[Stored data]
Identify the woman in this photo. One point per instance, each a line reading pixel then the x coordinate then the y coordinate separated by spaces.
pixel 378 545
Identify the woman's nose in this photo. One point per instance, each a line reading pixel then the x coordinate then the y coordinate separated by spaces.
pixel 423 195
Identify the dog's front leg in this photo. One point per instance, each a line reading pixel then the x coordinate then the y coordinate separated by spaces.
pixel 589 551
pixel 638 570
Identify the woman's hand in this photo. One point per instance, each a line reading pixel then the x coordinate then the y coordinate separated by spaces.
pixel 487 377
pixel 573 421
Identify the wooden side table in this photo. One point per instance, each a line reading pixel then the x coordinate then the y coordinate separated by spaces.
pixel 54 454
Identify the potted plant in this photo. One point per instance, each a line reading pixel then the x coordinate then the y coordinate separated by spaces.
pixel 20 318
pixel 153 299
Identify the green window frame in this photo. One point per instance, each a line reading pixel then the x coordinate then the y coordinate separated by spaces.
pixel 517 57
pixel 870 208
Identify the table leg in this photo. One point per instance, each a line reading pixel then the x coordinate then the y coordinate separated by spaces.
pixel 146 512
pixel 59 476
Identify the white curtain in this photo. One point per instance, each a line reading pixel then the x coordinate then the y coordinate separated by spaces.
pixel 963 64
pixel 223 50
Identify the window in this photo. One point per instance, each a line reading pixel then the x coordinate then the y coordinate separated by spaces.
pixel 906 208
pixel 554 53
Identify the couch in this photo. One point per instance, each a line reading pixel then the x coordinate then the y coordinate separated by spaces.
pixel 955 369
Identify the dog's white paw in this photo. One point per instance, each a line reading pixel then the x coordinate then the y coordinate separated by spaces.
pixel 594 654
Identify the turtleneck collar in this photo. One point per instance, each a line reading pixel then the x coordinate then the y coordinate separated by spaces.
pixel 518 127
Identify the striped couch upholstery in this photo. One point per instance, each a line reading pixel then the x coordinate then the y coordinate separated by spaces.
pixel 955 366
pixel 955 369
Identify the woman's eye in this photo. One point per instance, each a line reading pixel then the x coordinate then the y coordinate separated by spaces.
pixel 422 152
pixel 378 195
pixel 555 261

## PROBLEM STATEMENT
Reproduce verbatim the stretch from the line containing "Identify the couch" through the last line of the items above, including both ends.

## RESPONSE BELOW
Identify the couch in this photo. One point per instance, each a line reading pixel then the x coordinate then the y coordinate separated by spaces.
pixel 955 369
Identify the dog's white paw in this photo. One point per instance, each a line reading pixel then the x coordinate then the y coordinate separated by spaces.
pixel 594 654
Identify the turtleneck collar in this photo. One point per instance, each a line reading pixel then the x coordinate then the y coordinate separated by spaces.
pixel 518 127
Identify the striped couch upholstery in this photo. One point per instance, each a line reading pixel then the x coordinate then the y coordinate separated by spaces.
pixel 955 366
pixel 955 369
Identify the woman's eye in this photo. One point per instance, each a line reading pixel then the x coordinate then the y coordinate separated by spaces.
pixel 422 152
pixel 378 195
pixel 555 261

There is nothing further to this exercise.